■ **WRITTEN EXERCISE**
Please retype every one of the lines below, character for character.

■ **TASK INPUT**
:::::

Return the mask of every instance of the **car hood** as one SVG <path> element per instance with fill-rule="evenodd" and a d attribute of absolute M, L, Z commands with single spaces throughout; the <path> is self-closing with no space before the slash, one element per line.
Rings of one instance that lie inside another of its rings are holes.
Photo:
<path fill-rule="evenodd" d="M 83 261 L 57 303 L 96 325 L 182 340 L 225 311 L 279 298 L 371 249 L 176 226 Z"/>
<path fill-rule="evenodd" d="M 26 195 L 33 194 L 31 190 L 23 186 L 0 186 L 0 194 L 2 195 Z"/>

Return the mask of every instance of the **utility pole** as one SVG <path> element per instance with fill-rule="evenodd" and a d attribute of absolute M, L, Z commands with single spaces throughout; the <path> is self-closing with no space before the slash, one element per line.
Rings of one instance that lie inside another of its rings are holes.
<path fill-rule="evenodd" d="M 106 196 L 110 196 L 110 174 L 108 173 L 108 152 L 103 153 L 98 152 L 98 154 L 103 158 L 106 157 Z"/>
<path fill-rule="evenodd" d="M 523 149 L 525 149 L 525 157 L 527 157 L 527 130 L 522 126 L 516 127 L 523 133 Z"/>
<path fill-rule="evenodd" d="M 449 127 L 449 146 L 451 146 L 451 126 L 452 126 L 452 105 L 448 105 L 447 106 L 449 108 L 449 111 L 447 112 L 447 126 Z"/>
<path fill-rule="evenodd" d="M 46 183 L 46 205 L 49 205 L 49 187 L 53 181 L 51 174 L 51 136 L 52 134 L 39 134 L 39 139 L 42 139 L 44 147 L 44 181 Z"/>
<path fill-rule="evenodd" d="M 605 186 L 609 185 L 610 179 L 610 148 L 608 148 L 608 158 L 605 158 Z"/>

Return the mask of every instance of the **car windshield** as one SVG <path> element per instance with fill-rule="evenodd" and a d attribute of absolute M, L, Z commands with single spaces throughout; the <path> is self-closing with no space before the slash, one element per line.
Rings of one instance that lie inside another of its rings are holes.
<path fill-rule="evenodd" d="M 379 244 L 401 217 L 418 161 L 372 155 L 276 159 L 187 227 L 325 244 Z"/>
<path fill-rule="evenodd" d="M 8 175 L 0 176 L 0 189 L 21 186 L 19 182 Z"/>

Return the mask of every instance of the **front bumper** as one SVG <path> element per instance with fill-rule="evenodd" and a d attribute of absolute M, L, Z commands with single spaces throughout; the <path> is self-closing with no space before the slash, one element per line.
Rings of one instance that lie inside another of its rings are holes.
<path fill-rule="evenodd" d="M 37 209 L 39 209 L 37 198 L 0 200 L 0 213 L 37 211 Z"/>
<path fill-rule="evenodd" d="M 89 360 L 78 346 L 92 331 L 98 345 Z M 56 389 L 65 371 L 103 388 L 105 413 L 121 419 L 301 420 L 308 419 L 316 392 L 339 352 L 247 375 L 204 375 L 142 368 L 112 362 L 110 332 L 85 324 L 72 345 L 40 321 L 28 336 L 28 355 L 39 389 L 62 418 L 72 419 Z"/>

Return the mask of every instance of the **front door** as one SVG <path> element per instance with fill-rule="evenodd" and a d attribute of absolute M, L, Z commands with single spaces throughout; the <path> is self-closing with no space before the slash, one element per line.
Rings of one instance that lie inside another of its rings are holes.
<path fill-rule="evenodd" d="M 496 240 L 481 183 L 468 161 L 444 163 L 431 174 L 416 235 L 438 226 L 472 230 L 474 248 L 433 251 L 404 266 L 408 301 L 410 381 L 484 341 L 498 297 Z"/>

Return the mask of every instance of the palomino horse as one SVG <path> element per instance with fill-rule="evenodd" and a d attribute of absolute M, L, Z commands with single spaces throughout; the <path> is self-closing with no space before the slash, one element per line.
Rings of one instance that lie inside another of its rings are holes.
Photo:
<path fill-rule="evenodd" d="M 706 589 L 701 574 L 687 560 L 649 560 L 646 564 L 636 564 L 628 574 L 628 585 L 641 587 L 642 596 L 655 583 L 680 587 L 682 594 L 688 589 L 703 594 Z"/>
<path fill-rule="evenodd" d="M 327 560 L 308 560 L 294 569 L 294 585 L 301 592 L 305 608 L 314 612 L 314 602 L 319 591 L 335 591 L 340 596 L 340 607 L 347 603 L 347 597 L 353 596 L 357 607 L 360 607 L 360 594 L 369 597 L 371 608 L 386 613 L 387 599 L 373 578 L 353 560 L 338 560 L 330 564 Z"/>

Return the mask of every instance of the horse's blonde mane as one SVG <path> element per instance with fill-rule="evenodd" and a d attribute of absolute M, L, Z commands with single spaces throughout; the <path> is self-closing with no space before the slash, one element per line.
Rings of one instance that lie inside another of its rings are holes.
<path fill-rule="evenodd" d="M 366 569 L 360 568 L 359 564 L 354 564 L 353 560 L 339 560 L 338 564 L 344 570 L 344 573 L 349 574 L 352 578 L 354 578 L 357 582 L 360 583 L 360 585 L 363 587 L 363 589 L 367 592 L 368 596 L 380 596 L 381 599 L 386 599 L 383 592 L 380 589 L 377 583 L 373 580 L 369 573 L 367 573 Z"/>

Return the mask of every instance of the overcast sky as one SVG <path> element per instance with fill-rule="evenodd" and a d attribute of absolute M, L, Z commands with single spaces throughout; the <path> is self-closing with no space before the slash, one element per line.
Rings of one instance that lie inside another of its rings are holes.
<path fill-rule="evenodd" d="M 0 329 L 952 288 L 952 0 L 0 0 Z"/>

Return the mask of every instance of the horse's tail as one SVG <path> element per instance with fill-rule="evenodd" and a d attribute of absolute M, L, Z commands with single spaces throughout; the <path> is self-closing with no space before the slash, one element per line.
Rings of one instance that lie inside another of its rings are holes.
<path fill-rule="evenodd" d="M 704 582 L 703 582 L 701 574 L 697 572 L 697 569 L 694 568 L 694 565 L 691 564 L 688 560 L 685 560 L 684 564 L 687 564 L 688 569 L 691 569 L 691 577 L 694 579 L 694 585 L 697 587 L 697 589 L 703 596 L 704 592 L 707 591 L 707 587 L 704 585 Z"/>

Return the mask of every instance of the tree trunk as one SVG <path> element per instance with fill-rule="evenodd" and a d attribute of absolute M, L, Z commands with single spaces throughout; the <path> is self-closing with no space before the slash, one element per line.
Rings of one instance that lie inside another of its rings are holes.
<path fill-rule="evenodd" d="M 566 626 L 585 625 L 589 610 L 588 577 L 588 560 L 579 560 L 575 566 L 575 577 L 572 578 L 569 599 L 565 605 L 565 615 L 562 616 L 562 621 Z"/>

:::::

■ **OUTPUT FOR THIS EXERCISE**
Return the mask of every instance of the **car hood** as one SVG <path> element per instance with fill-rule="evenodd" and a d attribute of absolute M, L, Z commands with single spaces throughout; the <path> is self-closing with no space before the slash, one element per line.
Rings of one instance that lie inside another of its rings are holes.
Photo:
<path fill-rule="evenodd" d="M 83 261 L 57 303 L 96 325 L 182 340 L 225 311 L 279 298 L 371 249 L 176 226 Z"/>
<path fill-rule="evenodd" d="M 26 195 L 33 194 L 31 190 L 23 186 L 0 186 L 0 194 L 2 195 Z"/>

Return the mask of every instance of the **utility pole** as one SVG <path> element per instance with fill-rule="evenodd" and a d attribute of absolute M, L, Z commands with single spaces throughout; the <path> is self-closing with no space before the slash, one element per line.
Rings of one instance that lie inside another of its rings are holes.
<path fill-rule="evenodd" d="M 106 196 L 110 196 L 110 174 L 108 173 L 108 152 L 103 153 L 98 152 L 98 154 L 103 158 L 106 157 Z"/>
<path fill-rule="evenodd" d="M 523 149 L 525 149 L 525 157 L 527 157 L 527 130 L 522 126 L 516 127 L 523 133 Z"/>
<path fill-rule="evenodd" d="M 449 127 L 449 146 L 451 146 L 451 126 L 452 126 L 452 105 L 448 105 L 447 106 L 449 108 L 449 111 L 447 112 L 447 126 Z"/>
<path fill-rule="evenodd" d="M 46 183 L 46 205 L 49 205 L 49 187 L 53 181 L 51 174 L 51 136 L 52 134 L 39 134 L 39 139 L 42 139 L 44 147 L 44 181 Z"/>
<path fill-rule="evenodd" d="M 605 186 L 609 185 L 610 179 L 610 148 L 608 148 L 608 158 L 605 158 Z"/>

Return the mask of every instance of the **car windshield** as one SVG <path> element per instance with fill-rule="evenodd" and a d attribute of absolute M, L, Z commands with single spaces throughout; the <path> is self-closing with no space before the slash, one element per line.
Rings of one instance that lie inside another of its rings are holes.
<path fill-rule="evenodd" d="M 379 244 L 401 217 L 418 161 L 372 155 L 276 159 L 187 227 L 325 244 Z"/>
<path fill-rule="evenodd" d="M 8 175 L 0 176 L 0 189 L 21 186 L 19 182 Z"/>

Return the mask of every instance of the **front bumper** as one SVG <path> element per instance with fill-rule="evenodd" and a d attribute of absolute M, L, Z commands with single spaces throughout; the <path> is self-closing with no space before the slash, one element per line.
Rings of one instance that lie inside another of its rings are holes.
<path fill-rule="evenodd" d="M 37 209 L 39 209 L 37 198 L 0 200 L 0 213 L 37 211 Z"/>
<path fill-rule="evenodd" d="M 89 360 L 78 346 L 92 331 L 98 345 Z M 56 389 L 65 371 L 103 388 L 105 413 L 121 419 L 301 420 L 308 419 L 316 392 L 339 352 L 247 375 L 204 375 L 142 368 L 112 362 L 110 332 L 85 324 L 72 345 L 40 321 L 28 336 L 28 355 L 39 389 L 62 418 L 72 419 Z"/>

Return the mask of every instance of the **front door** as one SVG <path> element per instance with fill-rule="evenodd" and a d attribute of absolute M, L, Z commands with single spaces throughout; the <path> is self-closing with no space before the slash, one element per line.
Rings of one instance that lie inside another of its rings are holes.
<path fill-rule="evenodd" d="M 496 240 L 481 183 L 468 161 L 444 163 L 431 174 L 416 235 L 438 226 L 472 230 L 474 248 L 433 251 L 404 266 L 408 301 L 410 381 L 484 341 L 498 297 Z"/>

Return the mask of every instance of the palomino horse as one SVG <path> element per instance with fill-rule="evenodd" and a d attribute of absolute M, L, Z commands with single spaces throughout; the <path> is self-closing with no space before the slash, one element per line.
Rings of one instance that lie inside another of its rings are holes.
Photo:
<path fill-rule="evenodd" d="M 706 589 L 701 574 L 687 560 L 649 560 L 646 564 L 636 564 L 628 574 L 628 585 L 641 587 L 642 596 L 655 583 L 680 587 L 682 594 L 688 589 L 703 594 Z"/>
<path fill-rule="evenodd" d="M 327 560 L 308 560 L 294 569 L 294 585 L 301 592 L 305 608 L 314 612 L 314 602 L 319 591 L 335 591 L 340 596 L 340 607 L 347 603 L 347 597 L 353 596 L 357 607 L 360 607 L 360 594 L 369 597 L 371 608 L 386 613 L 387 599 L 373 578 L 353 560 L 338 560 L 330 564 Z"/>

Return the mask of every instance of the horse's blonde mane as one SVG <path> element per instance with fill-rule="evenodd" and a d attribute of absolute M, L, Z commands with single spaces throughout; the <path> is self-closing with no space before the slash, one element per line.
Rings of one instance that lie inside another of its rings are holes.
<path fill-rule="evenodd" d="M 366 569 L 360 568 L 359 564 L 354 564 L 353 560 L 339 560 L 338 564 L 344 570 L 344 573 L 349 574 L 352 578 L 354 578 L 357 582 L 360 583 L 360 585 L 363 587 L 363 589 L 367 592 L 368 596 L 380 596 L 381 599 L 386 599 L 383 592 L 380 589 L 377 583 L 373 580 L 369 573 L 367 573 Z"/>

Return the mask of every instance of the overcast sky as one SVG <path> element per instance with fill-rule="evenodd" and a d attribute of absolute M, L, Z commands with single spaces throughout; the <path> is self-closing with no space before the slash, one element per line.
Rings of one instance that lie inside another of its rings are holes.
<path fill-rule="evenodd" d="M 0 329 L 952 288 L 952 0 L 0 0 Z"/>

Return the mask of every instance of the horse's tail as one SVG <path> element per instance with fill-rule="evenodd" and a d attribute of absolute M, L, Z commands with single spaces throughout; the <path> is self-closing with no space before the slash, one element per line.
Rings of one instance that lie inside another of its rings are holes.
<path fill-rule="evenodd" d="M 704 582 L 703 582 L 701 574 L 697 572 L 697 569 L 694 568 L 694 565 L 691 564 L 688 560 L 685 560 L 684 564 L 687 564 L 688 569 L 691 569 L 691 577 L 694 579 L 694 585 L 697 587 L 697 589 L 703 596 L 704 592 L 707 591 L 707 587 L 704 585 Z"/>

Return the mask of every instance of the tree trunk as one SVG <path> element per instance with fill-rule="evenodd" and a d attribute of absolute M, L, Z commands with single spaces throughout; the <path> is self-closing with no space before the slash, one element per line.
Rings of one instance that lie inside another of its rings are holes.
<path fill-rule="evenodd" d="M 566 626 L 585 625 L 589 610 L 588 577 L 588 560 L 579 560 L 575 566 L 575 577 L 572 578 L 569 599 L 565 605 L 565 615 L 562 616 L 562 621 Z"/>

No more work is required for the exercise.